__EXERCISE DIRECTIONS__
Collect every line in the records below that contains the word "balustrade", copying each line in full. Matching is case-sensitive.

__PROVIDED RECORDS__
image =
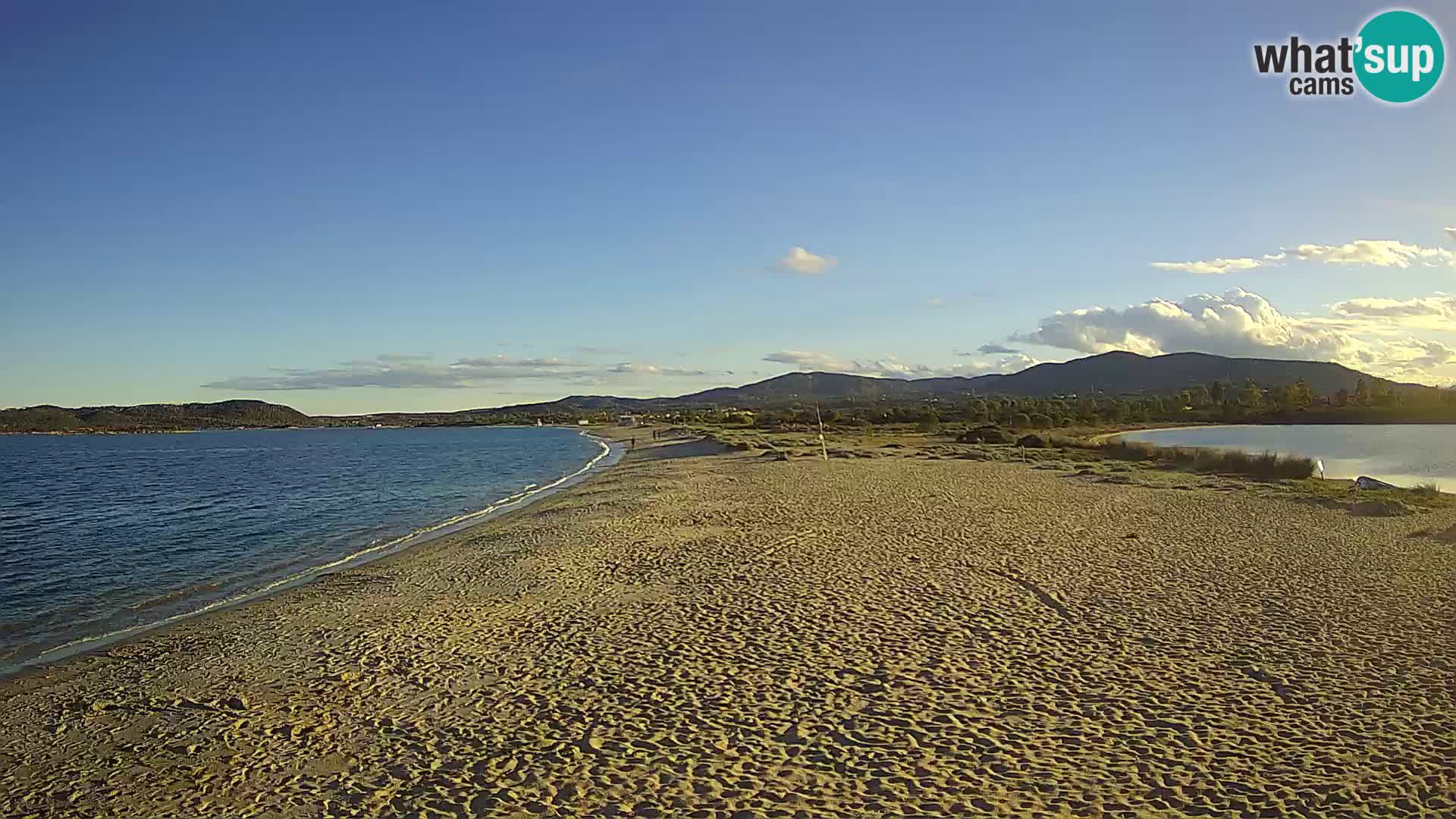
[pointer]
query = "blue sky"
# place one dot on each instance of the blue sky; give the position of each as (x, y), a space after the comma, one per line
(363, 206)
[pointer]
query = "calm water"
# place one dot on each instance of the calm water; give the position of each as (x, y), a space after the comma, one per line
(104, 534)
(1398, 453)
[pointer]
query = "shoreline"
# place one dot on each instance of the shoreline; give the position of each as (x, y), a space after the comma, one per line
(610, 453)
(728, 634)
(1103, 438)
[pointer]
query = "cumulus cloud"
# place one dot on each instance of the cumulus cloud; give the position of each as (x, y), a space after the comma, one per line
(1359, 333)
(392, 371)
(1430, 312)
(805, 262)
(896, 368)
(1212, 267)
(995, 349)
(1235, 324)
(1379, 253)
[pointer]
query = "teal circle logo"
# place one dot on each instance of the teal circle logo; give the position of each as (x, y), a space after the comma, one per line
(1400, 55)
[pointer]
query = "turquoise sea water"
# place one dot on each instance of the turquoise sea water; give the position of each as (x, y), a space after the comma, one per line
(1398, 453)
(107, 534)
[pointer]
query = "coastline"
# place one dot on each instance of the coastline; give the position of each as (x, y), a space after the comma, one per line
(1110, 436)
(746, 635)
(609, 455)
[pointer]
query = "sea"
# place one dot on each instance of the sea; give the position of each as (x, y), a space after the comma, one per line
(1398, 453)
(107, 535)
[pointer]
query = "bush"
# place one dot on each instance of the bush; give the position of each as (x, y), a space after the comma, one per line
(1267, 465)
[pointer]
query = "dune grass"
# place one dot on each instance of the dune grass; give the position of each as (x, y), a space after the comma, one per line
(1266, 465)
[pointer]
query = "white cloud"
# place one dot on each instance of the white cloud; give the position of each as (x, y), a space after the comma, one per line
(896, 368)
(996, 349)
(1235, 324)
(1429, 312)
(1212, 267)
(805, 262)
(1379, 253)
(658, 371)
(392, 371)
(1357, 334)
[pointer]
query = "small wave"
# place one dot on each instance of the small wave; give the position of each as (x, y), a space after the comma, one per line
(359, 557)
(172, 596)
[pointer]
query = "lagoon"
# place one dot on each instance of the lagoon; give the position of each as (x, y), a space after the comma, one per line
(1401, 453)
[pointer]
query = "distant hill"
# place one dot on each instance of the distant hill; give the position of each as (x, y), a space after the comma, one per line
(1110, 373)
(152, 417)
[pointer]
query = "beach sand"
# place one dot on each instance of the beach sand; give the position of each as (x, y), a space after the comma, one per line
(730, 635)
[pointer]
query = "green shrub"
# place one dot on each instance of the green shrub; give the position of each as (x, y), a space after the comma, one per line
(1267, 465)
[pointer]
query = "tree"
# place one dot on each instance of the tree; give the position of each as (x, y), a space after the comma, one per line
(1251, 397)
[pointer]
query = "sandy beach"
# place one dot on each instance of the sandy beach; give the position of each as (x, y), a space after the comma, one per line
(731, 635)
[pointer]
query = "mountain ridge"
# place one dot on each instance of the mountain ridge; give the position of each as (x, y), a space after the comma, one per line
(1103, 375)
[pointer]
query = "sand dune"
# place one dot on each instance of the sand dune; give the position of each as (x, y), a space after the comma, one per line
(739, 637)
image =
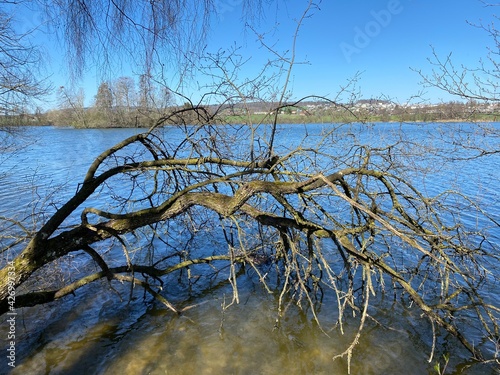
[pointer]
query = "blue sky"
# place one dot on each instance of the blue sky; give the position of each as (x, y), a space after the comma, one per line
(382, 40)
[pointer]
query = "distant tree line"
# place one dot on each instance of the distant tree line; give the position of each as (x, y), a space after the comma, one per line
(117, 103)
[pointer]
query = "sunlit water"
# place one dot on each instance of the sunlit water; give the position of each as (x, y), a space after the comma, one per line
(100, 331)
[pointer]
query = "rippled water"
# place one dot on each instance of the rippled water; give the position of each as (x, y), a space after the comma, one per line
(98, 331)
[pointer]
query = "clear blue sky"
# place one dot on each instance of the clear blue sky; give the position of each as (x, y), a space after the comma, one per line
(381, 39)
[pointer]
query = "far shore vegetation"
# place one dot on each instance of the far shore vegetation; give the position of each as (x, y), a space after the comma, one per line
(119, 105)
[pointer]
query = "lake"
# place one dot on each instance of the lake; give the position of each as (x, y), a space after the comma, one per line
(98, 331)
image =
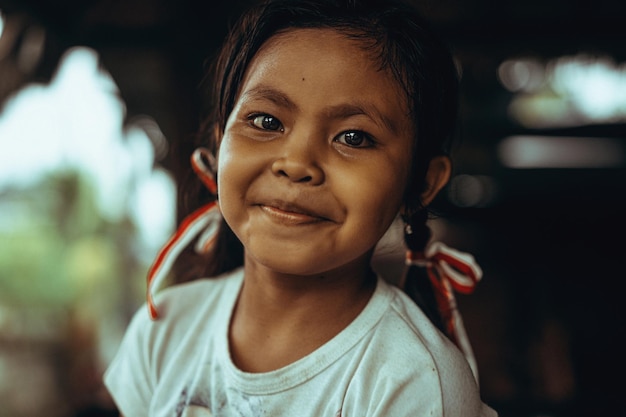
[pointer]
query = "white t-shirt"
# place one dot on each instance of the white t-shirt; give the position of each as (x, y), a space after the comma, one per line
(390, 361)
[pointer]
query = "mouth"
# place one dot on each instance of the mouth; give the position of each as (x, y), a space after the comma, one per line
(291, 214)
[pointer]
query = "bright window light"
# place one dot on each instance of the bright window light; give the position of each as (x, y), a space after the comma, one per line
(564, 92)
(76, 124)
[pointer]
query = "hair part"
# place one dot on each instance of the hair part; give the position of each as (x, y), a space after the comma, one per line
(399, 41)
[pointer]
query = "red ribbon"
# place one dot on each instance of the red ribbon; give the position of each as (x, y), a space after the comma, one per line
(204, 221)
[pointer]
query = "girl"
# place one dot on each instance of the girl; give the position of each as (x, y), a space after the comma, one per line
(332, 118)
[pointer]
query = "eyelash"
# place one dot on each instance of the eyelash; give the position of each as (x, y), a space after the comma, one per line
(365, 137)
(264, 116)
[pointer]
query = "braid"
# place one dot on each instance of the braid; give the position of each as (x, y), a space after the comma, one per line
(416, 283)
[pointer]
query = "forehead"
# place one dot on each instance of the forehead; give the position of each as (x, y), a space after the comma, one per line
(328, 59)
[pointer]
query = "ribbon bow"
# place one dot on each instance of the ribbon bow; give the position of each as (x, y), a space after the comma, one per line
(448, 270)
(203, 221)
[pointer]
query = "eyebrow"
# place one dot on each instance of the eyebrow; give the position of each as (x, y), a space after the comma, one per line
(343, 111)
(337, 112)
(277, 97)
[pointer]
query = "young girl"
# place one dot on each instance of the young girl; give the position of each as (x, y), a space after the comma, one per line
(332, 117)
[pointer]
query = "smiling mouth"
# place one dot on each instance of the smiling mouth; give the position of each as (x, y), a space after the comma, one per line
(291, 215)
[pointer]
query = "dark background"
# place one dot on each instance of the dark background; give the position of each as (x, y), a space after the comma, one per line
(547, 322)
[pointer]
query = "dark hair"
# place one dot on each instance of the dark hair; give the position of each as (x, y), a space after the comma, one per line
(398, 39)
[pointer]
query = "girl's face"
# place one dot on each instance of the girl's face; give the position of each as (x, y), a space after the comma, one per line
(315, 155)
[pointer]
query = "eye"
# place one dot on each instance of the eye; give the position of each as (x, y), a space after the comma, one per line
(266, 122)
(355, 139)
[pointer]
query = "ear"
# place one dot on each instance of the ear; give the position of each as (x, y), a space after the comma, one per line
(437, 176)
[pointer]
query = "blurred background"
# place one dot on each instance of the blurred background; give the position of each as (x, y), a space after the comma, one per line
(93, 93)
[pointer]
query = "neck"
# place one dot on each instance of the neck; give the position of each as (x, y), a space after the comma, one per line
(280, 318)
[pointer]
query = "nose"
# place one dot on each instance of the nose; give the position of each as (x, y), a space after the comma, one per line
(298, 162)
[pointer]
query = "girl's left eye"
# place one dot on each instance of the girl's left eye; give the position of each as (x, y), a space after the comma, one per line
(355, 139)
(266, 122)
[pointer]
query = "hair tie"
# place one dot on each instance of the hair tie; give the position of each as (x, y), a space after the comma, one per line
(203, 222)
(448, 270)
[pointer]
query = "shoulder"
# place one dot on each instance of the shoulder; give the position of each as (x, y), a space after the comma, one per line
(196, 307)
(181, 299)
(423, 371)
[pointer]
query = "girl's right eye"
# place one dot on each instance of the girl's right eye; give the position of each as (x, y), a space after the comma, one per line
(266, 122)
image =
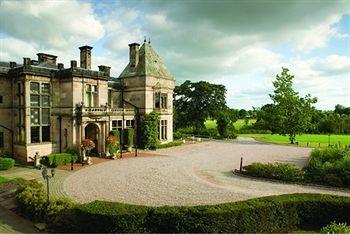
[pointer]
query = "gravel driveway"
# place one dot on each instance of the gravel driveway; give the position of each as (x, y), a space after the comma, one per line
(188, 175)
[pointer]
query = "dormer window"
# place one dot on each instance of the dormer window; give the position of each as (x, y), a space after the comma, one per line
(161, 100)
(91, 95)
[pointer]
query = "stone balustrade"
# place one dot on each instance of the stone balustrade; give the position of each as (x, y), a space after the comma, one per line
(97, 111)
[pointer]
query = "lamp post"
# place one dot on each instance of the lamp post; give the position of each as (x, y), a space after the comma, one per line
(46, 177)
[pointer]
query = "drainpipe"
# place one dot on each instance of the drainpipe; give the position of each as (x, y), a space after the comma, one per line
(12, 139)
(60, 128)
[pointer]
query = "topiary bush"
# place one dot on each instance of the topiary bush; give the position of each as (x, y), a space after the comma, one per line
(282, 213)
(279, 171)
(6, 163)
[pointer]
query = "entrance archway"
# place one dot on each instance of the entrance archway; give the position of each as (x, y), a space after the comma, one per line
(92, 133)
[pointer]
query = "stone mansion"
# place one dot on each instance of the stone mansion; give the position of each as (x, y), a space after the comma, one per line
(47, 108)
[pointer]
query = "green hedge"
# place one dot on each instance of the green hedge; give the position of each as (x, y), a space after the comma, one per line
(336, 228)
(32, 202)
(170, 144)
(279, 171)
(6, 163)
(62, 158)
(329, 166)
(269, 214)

__RESULT OF THIS TASK__
query = "stone balustrade"
# place one dot on each instance of the stone balustrade; give the position of each as (x, y), a space after the comma, one per line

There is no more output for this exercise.